To all Friends of American Liberty let it be known,
That this morning before break of day a [British] Brigade consisting of about one thousand or twelve hundred men landed at Phipp’s farm at Cambridge, and marched to Lexington, where they found a Company of our Colony Militia in arms upon whom they fired without any provocation and killed six men and wounded four others. By an Express from Boston we find that other Brigades are upon their march from Boston supposed to be about one thousand . . . I have spoken with several who have seen the dead and wounded.[1]

In the age of foot-speed news, a letter penned on April 19 could take weeks to reach the inhabitants of North Carolina. From the Massachusetts committee of safety, the letter was dispatched with earnest haste to Worcester and then beyond the Massachusetts borders. Connecticut, New York, and British Canada were given a recount of the events by April 25, although news by mouth spread as rapid as fire.[2] In the last week of April, no news had yet reached deep South. New Jersey and Maryland were informed by pen just before April became May, but the southern colonists were still much in the dark. Finally, on Friday, April 28 at 8 p.m. colonists from Alexandria, Virginia, sent the statement and letter to Fredericksburg and from there to Surry County, Chowan, and Onslow, North Carolina. A flurry of exchanges between Virginia and North Carolina created a clamor. War!

Each county repeated to the next, “disperse the material passages through all your parts.”[3] On May 3, Edenton and Chowan passed on news of the clash with his Majesty’s troops.[4] The delegates at Craven County received the news on May 6. It was ordered that they, “in haste have sent to request you will pursue the enclosed papers and you will do by opening the packet herewith sent the moment it comes your house.”[5] No more important news than the coming of the Revolution, although unknown in the fullest sense, could create such an exasperated command. Yet the Bath delegates were not done with their orders. They further demanded that Craven county, “get three or four of your Committee to write a line and send the whole enclosed to the next Southward Committee with the utmost dispatch.”[6]

The clamor of excitement came from a colony that was thought to be deeply sympathetic to the British. Regard for the crown was certainly present in the southern colonies, but the circular letter’s earnest nature displays the patriotic fervor that also ran through them. Finally, the letter was directed to Abner Nash, who represented the provisional rebel government in North Carolina. As the news reached the upper echelons of society, directions were given to extend the news to anyone using a horse or bearer.[7] Cornelius Harnett, prominent Patriot politician in Wilmington, directed those who would receive the letter to, “for God’s sake send the man on without the least delay and write . . . to forward it by night and day.”[8] Others shared Harnett’s tone, writing, “Pray don’t neglect a moment in forwarding” and “I cannot avoid writing to you to beg you to forward the Paper containing such important news and pray order the express you send to ride night and day.”[9] Finally, directions were given to move the letter to South Carolina, “to be forwarded to Charlestown.”[10]

Several weeks after the initial fury of letters, another letter was written from Lt. Gov. William Bull of South Carolina to the Earl of Dartmouth. The provisional governor allied with the Crown reflected on the disposition of the Carolinas. Despite the growing desire to show British force against the rebellious colonists, Bull stated plainly that, “The account of the Skirmish or Engagement between the King’s Troops and the Provincials of Massachusetts near Lexington on the 19th of last month, seems to produce effects here very different from intimidation.”[11] The colonists of North and South Carolina would not be thrown back or made afraid by the acts of British commanders and their regulars in the North.

**What to work on:**
1. Answer these questions using the passage on how news of Lexington spread:
(a) According to the letter, how many men of the militia company were killed at Lexington?
(b) On what date did the delegates at Craven County receive the news?
(c) To whom did Lt. Gov. William Bull of South Carolina write his letter?
2. Repeat word for word the part of the passage on how news of Lexington spread that runs between "In the age of" and "a clamor. War!", inclusive.

(Rows from a dataset)
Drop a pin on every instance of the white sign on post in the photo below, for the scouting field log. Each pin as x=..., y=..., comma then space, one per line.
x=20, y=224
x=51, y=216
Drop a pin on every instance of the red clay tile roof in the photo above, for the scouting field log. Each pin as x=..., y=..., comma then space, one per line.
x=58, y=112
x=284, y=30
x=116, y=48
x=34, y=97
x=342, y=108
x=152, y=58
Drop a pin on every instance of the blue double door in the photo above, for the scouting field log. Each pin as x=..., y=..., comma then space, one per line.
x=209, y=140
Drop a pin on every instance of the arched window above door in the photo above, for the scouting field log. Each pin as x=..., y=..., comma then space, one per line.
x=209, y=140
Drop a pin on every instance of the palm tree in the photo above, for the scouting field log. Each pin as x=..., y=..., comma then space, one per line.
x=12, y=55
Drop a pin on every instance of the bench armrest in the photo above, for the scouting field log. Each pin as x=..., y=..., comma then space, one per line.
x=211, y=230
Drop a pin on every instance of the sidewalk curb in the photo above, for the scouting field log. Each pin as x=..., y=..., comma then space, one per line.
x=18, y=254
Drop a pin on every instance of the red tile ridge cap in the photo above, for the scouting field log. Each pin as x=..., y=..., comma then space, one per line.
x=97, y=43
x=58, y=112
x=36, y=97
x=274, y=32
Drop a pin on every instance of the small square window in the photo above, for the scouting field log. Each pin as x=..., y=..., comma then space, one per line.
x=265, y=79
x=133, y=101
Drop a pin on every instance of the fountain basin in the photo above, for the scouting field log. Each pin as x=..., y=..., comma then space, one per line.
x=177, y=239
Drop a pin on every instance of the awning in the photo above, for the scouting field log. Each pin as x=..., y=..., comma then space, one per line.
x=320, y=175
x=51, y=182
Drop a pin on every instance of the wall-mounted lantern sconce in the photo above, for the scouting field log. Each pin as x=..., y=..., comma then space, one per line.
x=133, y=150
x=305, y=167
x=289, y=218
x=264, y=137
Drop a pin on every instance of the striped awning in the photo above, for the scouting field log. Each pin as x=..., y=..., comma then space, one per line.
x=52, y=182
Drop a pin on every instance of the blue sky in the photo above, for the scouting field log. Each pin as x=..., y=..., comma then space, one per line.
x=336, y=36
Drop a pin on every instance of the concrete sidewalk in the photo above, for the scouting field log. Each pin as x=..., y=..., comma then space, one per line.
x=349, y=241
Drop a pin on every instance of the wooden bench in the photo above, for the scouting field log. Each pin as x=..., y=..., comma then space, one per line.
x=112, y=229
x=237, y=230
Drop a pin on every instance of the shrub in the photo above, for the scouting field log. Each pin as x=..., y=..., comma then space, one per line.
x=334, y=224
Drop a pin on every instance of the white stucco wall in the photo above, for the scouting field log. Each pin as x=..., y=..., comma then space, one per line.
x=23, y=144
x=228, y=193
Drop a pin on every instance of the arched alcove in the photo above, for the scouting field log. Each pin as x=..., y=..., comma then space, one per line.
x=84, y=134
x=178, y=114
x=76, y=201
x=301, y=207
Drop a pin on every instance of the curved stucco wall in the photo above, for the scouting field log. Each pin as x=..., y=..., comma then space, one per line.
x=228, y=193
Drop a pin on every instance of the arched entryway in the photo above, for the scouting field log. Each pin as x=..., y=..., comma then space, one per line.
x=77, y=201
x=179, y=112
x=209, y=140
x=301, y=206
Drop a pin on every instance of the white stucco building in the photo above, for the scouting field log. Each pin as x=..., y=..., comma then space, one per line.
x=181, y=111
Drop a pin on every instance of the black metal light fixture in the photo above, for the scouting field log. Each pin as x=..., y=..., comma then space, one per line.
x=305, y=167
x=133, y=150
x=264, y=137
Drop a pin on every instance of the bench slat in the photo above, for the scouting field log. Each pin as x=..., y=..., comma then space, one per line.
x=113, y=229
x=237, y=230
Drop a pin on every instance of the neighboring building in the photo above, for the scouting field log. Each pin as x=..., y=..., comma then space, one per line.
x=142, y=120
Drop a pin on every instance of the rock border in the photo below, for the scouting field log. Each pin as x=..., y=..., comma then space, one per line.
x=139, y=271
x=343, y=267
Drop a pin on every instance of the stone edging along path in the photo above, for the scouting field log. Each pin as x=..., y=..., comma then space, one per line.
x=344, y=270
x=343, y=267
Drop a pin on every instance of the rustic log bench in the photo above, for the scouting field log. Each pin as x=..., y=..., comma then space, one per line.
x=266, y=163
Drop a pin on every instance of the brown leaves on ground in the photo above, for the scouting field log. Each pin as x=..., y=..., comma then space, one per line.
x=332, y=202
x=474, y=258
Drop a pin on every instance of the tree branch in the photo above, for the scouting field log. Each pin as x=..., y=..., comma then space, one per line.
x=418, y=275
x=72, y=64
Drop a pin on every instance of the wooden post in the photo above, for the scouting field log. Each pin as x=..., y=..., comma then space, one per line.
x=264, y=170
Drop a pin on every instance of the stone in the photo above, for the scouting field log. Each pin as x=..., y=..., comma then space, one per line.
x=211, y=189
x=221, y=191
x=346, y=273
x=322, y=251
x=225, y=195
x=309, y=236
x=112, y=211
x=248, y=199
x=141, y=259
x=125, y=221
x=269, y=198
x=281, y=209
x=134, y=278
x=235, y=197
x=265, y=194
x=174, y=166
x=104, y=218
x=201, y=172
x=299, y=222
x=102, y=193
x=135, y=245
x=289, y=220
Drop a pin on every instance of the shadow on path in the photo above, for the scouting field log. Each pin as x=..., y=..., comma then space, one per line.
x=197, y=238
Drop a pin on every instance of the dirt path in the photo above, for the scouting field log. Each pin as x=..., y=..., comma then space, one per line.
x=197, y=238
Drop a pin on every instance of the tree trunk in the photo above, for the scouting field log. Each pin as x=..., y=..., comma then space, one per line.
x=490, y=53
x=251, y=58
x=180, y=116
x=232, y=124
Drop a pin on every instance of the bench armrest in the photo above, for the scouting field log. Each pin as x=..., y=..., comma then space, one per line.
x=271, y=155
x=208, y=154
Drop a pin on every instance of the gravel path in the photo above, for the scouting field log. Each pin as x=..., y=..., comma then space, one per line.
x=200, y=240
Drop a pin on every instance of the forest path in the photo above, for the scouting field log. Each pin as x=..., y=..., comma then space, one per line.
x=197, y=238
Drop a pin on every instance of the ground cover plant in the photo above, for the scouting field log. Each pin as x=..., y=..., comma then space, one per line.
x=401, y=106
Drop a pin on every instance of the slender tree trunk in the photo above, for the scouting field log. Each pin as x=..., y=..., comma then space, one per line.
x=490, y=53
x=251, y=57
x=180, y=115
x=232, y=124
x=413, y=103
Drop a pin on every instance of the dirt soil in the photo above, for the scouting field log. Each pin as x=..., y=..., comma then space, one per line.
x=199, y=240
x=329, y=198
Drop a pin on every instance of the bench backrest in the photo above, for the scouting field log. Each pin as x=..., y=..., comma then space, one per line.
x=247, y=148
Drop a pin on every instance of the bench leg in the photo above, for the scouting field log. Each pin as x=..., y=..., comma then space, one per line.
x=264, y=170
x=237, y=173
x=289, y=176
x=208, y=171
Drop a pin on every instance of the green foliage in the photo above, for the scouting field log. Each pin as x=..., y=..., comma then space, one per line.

**Results of the tasks:**
1.
(a) Six men were killed.
(b) May 6.
(c) The Earl of Dartmouth.

2.
In the age of foot-speed news, a letter penned on April 19 could take weeks to reach the inhabitants of North Carolina. From the Massachusetts committee of safety, the letter was dispatched with earnest haste to Worcester and then beyond the Massachusetts borders. Connecticut, New York, and British Canada were given a recount of the events by April 25, although news by mouth spread as rapid as fire.[2] In the last week of April, no news had yet reached deep South. New Jersey and Maryland were informed by pen just before April became May, but the southern colonists were still much in the dark. Finally, on Friday, April 28 at 8 p.m. colonists from Alexandria, Virginia, sent the statement and letter to Fredericksburg and from there to Surry County, Chowan, and Onslow, North Carolina. A flurry of exchanges between Virginia and North Carolina created a clamor. War!